Passage:
-------
OP31 Dietary and Multi-Omic characterization of new onset treatment naive Crohn Disease identifies factors that may contribute to disease pathogenesis
Haberman Ziv, Y.(1);Braun, T.(1);Amir, A.(1);Levhar , N.(1);Malik, A.(1);Neuman, S.(1);Picard, O.(1);Yavzuri, M.(1);Efroni, G.(1);Hadar, R.(1);Ben-Horin, S.(1);
(1)Tel-HaShomer Sheba Medical Center, Department of Pediatric Gastroenterology, Ramat Gan, Israel; for the Helmsley Charitable Trust SOURCE consortium investigators
Background
Crohn Disease (CD) prevalence is rising worldwide. As altered genetics are improbable, this phenomenon likely relates to environmental-dietary changes linked with gut microbiome. We aimed to define host and microbial factors at CD diagnosis.
Methods
Multiomics analyses of SOURCE cohort including clinical, biomarkers (CRP, fecal calprotectin), food frequency questionnaire (FFQ), serum metabolomics, mucosal terminal ileum (TI) transcriptomics, and fecal and mucosal biopsy samples for 16S microbial amplicon sequencing.
Results
25 newly-diagnosed CD and 33 controls (median age 28 years, 50% males). Gender, age, and BMI did not differ between groups, but CRP (p=0.001) and calprotectin (p=E-10) were significantly higher in CD. FFQ results showed that compared to controls, pre-diagnosis CD patients consumed significantly more added sugar (g/day), starch (g/day) nitrite (mg/day), and significantly less vitamin K, D, vegetables, and olive oil (Fig 1). Microbial analyses highlighted significant differences (FDR<0.1) in amplicon sequence variants (ASVs) abundance between stool and biopsies samples (73 ASVs) and between CD and Controls samples (82 ASVs). Biopsy vs. stool samples were enriched for Veillonella, Fusobacterium, Neisseria, and Ruminococcus gnavus. CD showed higher abundance of Enterobacteriaceae and Ruminococcus gnavus with reduction of several Ruminococcaceae and Lachnospiraceae taxa (Fig. 1). Ileal transcriptomics differential expression (FC>1.5, FDR<0.05) replicated previous results with significant induction in CD of DUOX2, CXCL9, and DEFB4A and pathways linked to innate and adaptive immunity, and to extracellular matrix. CD down regulated genes included GUCA2B, SLC10A2, and GSTA1, and pathways linked with epithelial transporters. Serum metabolomics highlighted significant variations (FDR<0.25) in Linoleic acid, aKG, Tryptophan, nicotinamide, Docosahexaenoic acid, oxalate, and GABA between CD and controls. We next tested for significant association (FDR<0.25) between diet and multi-OMICs (Fig. 2). Associations between gut microbiome and TI transcriptomics, and serum metabolomics showed that Erysipelotrichacea taxa positivity correlated with serum oxalate, and TI expression of CEACAM6 and DUOX2. Associations between diet and TI transcriptomics and serum metabolomics indicated that B12, tryptophan and riboflavin consumptions were negatively associated with the bile acid transporter SLC10A2 in the TI, and vegetables consumption was positively associated with oxalate degrading Oxalobacter.
-------
Listed records:
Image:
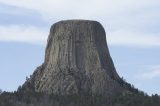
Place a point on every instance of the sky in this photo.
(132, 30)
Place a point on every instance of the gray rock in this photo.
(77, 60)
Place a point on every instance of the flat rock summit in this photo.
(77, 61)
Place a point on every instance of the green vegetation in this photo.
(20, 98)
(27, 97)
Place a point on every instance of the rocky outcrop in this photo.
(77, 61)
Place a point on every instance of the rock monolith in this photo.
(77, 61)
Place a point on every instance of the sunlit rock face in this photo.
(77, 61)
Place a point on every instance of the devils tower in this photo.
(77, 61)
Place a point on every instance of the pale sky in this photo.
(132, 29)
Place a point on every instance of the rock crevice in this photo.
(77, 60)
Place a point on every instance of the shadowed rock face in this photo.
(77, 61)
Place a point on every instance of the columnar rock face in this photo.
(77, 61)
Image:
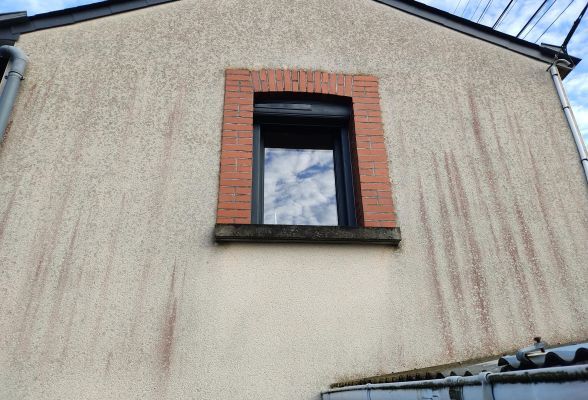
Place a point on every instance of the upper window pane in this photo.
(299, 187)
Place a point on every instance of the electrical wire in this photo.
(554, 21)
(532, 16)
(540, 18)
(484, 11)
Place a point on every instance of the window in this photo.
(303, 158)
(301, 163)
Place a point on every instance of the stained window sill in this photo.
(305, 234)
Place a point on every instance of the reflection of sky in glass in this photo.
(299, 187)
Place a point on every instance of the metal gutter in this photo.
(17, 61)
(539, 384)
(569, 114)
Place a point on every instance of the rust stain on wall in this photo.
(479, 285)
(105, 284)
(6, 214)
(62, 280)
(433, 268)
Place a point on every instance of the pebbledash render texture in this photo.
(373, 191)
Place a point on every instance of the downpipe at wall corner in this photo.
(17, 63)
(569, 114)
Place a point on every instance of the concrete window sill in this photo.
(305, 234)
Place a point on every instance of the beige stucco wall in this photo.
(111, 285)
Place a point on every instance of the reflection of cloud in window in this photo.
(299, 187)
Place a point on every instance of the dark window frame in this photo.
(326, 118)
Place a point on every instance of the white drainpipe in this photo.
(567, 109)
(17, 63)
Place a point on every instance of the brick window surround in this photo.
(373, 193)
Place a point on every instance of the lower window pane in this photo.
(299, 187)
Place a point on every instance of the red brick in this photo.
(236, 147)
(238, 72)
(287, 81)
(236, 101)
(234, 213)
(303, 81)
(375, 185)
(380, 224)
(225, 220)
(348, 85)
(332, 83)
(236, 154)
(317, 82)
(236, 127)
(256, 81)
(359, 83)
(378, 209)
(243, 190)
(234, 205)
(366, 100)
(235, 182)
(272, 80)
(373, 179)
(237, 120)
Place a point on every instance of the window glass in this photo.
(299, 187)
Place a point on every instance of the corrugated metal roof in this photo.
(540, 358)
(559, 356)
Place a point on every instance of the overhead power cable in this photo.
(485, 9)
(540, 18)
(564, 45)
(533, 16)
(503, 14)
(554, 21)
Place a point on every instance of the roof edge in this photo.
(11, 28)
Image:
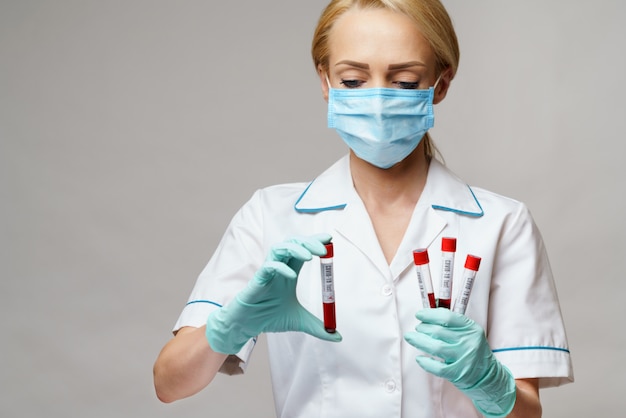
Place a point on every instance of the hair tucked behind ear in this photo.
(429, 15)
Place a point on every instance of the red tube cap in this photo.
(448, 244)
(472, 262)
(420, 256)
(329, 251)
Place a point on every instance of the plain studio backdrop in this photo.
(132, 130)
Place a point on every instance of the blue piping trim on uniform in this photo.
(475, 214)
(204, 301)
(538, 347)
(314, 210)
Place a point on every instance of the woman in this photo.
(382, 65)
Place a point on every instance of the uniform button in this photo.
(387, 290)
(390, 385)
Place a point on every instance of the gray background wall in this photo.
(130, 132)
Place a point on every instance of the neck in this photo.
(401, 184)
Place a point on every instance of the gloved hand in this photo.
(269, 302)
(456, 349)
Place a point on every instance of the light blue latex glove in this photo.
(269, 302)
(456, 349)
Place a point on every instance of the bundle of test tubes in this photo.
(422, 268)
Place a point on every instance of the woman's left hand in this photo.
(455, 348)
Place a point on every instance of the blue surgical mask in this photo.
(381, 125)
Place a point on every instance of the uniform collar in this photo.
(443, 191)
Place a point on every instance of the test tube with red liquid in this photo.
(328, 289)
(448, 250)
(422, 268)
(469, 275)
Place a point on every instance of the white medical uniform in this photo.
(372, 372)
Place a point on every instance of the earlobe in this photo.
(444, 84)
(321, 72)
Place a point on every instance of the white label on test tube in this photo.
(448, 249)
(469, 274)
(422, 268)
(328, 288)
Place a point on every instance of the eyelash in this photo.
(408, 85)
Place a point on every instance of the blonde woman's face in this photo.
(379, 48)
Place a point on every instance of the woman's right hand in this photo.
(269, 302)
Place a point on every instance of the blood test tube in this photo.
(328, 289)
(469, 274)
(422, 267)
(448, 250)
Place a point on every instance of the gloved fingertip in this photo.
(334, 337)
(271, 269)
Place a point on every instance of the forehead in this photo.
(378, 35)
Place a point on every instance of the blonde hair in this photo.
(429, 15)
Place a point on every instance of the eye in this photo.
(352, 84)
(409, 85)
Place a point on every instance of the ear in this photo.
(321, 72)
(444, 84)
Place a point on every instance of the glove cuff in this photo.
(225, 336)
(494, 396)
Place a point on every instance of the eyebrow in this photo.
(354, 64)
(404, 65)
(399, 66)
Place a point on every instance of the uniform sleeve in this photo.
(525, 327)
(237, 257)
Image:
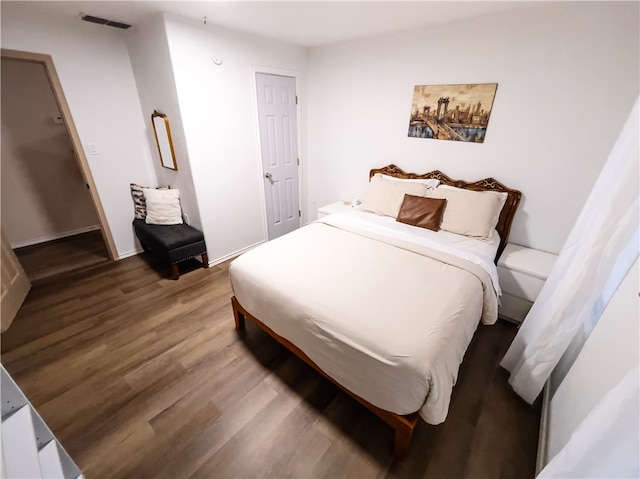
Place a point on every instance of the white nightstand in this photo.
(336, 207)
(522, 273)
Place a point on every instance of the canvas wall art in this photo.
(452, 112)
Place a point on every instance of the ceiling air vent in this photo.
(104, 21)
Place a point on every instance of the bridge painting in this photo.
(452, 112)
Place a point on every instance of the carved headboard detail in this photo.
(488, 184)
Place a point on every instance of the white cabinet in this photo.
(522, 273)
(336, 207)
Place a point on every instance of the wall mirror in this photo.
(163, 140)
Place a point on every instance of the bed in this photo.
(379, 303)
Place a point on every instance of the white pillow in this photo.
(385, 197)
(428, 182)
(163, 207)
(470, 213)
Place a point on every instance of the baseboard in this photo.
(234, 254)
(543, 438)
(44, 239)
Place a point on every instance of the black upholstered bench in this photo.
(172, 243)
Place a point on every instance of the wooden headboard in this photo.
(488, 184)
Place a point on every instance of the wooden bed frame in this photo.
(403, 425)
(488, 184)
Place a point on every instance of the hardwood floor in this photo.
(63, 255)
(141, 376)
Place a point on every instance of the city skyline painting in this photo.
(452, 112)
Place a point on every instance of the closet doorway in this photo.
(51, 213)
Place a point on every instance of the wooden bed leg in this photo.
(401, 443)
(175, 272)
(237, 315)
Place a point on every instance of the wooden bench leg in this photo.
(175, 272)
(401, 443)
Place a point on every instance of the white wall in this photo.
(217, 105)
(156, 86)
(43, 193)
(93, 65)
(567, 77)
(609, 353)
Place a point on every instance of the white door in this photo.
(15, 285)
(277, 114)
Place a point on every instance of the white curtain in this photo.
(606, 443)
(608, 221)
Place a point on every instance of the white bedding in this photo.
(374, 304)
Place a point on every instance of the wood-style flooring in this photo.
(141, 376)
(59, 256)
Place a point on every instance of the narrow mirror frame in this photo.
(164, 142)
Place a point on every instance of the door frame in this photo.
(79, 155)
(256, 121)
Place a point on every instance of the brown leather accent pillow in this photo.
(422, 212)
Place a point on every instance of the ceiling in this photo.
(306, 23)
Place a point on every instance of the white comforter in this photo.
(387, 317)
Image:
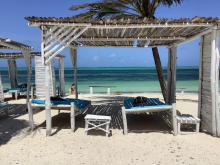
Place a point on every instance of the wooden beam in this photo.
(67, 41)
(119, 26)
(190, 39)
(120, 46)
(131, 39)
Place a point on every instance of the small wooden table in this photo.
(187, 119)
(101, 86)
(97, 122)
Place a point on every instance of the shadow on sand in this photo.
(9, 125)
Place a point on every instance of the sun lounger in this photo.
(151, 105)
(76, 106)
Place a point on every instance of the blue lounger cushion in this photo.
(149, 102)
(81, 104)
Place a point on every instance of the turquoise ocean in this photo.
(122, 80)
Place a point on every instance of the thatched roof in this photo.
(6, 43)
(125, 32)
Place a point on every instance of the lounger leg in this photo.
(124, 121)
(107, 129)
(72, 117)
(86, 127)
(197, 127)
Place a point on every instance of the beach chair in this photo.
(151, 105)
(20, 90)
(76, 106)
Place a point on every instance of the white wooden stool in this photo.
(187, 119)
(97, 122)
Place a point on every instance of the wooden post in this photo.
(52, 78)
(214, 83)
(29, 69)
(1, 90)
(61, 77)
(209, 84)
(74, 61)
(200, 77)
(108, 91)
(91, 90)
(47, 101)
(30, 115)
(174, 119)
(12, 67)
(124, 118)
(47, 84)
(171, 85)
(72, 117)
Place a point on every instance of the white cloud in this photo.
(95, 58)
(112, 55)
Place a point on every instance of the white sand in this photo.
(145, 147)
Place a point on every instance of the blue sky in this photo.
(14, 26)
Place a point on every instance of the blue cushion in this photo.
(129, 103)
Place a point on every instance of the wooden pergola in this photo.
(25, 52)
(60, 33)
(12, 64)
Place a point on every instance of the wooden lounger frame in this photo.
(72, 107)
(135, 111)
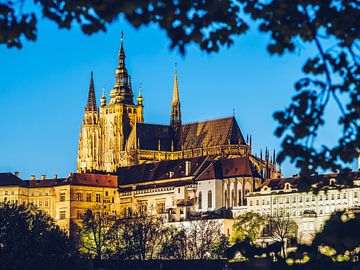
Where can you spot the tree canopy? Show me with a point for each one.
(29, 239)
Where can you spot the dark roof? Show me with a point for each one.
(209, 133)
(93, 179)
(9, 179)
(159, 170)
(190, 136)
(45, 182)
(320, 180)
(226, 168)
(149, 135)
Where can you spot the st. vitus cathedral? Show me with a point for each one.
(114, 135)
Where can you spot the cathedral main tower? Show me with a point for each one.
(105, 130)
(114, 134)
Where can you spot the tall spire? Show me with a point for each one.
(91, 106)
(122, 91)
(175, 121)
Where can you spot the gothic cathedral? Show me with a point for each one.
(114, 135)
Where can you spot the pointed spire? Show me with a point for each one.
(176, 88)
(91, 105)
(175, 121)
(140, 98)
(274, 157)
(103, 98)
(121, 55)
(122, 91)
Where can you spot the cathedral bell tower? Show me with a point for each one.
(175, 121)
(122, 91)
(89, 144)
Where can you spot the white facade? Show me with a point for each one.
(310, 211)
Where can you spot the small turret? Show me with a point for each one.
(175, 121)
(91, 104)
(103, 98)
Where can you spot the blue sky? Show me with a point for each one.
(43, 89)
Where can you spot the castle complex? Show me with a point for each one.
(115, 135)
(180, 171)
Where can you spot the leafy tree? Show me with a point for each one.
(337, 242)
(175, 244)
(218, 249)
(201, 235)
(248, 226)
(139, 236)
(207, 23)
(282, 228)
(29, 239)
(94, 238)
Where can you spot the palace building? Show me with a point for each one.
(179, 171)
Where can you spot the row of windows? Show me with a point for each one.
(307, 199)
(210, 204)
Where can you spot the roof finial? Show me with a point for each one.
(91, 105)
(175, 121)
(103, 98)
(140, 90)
-------
What is expected:
Could you repeat the Crohn Disease abstract from "OP31 Dietary and" up to and including "at CD diagnosis.", swapping "Crohn Disease" for "Crohn's disease"?

Written answer:
OP31 Dietary and Multi-Omic characterization of new onset treatment naive Crohn's disease identifies factors that may contribute to disease pathogenesis
Haberman Ziv, Y.(1);Braun, T.(1);Amir, A.(1);Levhar , N.(1);Malik, A.(1);Neuman, S.(1);Picard, O.(1);Yavzuri, M.(1);Efroni, G.(1);Hadar, R.(1);Ben-Horin, S.(1);
(1)Tel-HaShomer Sheba Medical Center, Department of Pediatric Gastroenterology, Ramat Gan, Israel; for the Helmsley Charitable Trust SOURCE consortium investigators
Background
Crohn's disease (CD) prevalence is rising worldwide. As altered genetics are improbable, this phenomenon likely relates to environmental-dietary changes linked with gut microbiome. We aimed to define host and microbial factors at CD diagnosis.